**INPUT FOR THIS TASK:**
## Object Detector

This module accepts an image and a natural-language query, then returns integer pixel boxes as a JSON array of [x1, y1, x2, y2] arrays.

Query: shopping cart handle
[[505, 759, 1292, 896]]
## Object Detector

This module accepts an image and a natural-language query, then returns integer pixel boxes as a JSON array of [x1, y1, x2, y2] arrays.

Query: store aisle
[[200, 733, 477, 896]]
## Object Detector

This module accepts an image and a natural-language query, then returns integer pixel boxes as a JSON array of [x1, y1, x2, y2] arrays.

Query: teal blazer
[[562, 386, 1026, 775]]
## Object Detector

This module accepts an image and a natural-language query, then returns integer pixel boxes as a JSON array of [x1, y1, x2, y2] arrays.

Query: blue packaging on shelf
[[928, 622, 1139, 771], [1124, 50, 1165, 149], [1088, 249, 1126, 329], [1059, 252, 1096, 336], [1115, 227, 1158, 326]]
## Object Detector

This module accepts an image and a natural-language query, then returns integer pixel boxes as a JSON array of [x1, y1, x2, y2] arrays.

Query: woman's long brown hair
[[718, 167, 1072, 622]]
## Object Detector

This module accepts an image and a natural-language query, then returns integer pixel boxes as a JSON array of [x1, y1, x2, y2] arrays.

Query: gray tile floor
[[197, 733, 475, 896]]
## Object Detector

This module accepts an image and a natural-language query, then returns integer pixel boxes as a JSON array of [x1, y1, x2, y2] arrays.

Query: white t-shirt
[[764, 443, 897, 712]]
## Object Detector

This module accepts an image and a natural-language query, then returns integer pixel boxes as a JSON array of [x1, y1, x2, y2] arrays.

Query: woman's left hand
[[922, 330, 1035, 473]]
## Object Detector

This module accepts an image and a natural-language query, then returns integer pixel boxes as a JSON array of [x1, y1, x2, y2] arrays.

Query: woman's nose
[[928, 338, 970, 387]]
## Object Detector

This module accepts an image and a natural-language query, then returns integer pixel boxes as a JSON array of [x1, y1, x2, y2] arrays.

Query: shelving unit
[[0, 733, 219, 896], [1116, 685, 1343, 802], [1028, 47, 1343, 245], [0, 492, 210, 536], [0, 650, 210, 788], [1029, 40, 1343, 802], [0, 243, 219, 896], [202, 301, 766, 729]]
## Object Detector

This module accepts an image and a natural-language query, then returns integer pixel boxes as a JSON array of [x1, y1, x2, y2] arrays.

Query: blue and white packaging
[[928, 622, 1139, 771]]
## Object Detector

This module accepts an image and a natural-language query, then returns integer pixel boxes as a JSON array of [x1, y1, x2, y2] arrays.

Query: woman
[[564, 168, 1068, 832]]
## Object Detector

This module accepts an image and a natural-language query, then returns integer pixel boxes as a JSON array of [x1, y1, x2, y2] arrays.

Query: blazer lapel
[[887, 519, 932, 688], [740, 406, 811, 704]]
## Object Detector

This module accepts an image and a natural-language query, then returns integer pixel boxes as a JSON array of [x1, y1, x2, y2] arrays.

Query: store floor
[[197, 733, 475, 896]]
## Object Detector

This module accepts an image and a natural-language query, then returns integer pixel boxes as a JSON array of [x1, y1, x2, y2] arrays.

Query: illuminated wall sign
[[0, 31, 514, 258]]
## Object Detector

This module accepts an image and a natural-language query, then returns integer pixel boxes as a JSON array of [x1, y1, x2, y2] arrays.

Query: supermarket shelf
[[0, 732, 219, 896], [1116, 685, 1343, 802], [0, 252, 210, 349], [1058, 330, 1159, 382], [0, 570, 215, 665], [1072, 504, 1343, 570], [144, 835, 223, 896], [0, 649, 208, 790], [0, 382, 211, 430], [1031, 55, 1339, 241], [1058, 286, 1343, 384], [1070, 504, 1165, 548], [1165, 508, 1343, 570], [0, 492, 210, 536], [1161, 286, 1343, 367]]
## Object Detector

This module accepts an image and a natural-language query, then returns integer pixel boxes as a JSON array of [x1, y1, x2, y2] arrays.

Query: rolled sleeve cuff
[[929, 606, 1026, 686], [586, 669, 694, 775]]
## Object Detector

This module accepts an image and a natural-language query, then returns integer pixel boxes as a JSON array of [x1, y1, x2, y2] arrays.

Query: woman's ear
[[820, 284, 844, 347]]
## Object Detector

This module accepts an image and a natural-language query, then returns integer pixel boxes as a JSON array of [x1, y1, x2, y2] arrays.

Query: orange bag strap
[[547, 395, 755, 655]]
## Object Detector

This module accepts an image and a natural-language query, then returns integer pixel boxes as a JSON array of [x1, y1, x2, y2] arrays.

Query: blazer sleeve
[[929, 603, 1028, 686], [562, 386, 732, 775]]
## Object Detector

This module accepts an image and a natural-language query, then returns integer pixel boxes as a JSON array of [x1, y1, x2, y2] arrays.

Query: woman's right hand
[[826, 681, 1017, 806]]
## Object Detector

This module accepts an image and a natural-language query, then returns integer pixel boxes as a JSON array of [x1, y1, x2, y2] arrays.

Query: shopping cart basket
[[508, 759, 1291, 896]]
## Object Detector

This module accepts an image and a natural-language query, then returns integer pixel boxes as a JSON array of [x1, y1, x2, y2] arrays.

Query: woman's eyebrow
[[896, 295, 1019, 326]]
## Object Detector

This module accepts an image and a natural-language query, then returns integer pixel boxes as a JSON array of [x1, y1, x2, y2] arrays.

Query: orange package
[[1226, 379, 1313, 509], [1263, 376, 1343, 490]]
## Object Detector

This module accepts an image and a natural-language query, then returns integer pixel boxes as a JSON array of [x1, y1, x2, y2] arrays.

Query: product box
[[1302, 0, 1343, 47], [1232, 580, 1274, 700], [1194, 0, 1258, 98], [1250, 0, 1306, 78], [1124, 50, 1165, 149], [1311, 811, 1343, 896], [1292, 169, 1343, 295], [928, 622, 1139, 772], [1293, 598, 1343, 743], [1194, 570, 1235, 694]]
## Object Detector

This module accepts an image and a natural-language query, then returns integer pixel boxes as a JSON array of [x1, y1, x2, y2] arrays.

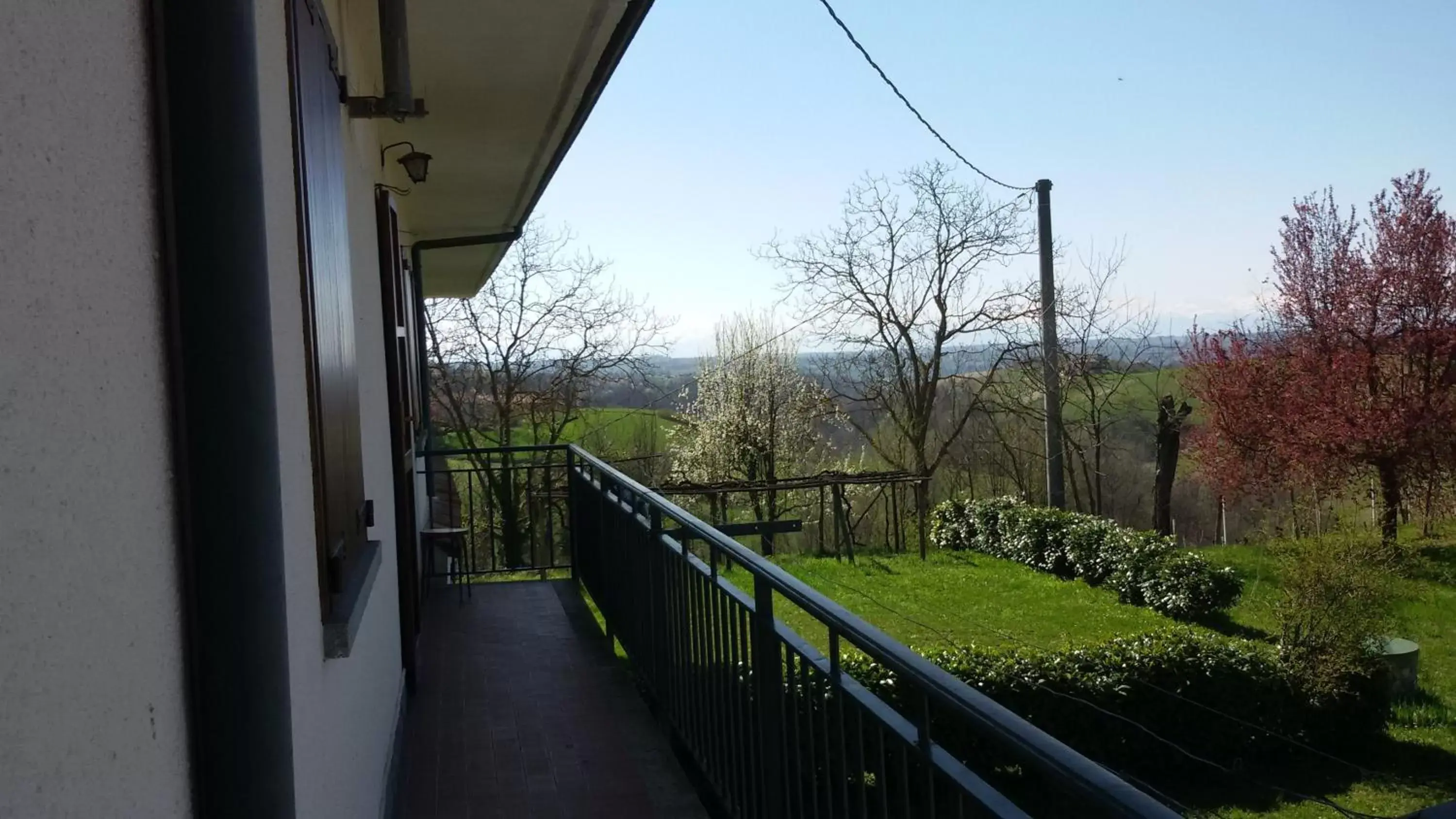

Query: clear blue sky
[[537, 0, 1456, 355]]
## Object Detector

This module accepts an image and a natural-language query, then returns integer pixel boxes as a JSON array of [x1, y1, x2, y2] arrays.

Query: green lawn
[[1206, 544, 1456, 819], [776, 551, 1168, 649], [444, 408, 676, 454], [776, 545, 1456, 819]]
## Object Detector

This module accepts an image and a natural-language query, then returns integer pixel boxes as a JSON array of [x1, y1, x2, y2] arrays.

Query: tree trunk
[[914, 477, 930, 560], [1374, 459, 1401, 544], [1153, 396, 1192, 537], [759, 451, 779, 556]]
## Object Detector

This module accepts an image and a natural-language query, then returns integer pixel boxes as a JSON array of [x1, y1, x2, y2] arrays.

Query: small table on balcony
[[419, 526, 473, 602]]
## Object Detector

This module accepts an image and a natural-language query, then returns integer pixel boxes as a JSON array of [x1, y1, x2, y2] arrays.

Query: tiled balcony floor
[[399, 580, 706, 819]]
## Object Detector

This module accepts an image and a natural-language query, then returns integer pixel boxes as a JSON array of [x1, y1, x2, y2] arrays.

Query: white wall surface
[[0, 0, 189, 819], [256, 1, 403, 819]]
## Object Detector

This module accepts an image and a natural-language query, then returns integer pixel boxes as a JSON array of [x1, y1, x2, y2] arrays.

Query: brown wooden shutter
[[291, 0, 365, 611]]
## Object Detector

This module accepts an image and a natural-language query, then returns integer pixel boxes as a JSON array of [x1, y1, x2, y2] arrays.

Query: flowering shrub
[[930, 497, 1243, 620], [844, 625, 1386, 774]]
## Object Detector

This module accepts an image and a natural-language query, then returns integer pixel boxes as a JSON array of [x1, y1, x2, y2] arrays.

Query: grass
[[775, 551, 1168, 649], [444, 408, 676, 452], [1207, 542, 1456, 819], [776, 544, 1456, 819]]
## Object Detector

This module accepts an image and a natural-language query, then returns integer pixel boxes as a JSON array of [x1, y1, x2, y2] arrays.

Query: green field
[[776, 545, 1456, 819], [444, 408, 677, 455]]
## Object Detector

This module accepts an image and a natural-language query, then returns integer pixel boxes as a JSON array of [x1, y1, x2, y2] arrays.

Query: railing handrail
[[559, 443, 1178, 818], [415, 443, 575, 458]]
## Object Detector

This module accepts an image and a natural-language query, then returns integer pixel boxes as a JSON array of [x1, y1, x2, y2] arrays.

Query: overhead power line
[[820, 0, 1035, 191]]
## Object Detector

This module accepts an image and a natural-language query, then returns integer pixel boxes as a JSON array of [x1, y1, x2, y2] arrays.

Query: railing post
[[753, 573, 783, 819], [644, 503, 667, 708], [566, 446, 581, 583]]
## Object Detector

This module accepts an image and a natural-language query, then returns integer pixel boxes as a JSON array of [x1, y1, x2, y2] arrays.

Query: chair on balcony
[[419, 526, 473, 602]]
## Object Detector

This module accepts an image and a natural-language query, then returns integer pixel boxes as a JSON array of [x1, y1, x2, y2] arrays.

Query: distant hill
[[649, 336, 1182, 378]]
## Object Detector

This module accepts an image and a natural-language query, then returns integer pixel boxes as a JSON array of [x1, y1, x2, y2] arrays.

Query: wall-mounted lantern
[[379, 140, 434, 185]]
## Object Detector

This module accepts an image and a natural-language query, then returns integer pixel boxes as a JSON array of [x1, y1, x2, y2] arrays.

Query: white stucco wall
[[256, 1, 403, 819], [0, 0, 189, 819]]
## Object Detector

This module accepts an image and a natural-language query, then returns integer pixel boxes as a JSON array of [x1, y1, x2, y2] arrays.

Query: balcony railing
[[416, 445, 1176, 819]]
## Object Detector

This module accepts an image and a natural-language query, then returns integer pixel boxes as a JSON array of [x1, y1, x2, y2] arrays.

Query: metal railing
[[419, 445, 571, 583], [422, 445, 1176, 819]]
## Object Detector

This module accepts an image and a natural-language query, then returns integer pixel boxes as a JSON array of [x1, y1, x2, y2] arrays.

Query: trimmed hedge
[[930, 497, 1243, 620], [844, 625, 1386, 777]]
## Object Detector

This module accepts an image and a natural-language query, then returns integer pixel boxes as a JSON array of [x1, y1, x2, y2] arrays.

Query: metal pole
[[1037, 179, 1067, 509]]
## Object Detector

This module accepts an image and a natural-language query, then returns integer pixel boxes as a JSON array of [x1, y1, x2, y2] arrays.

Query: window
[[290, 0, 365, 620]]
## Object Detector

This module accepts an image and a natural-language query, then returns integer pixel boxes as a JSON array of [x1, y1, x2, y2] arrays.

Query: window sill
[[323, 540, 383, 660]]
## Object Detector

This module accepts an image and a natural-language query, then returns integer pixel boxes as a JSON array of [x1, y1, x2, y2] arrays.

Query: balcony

**EXERCISE TASK:**
Count the lines in the items above that contain the word "railing" and give only that number.

**FINAL RESULT:**
4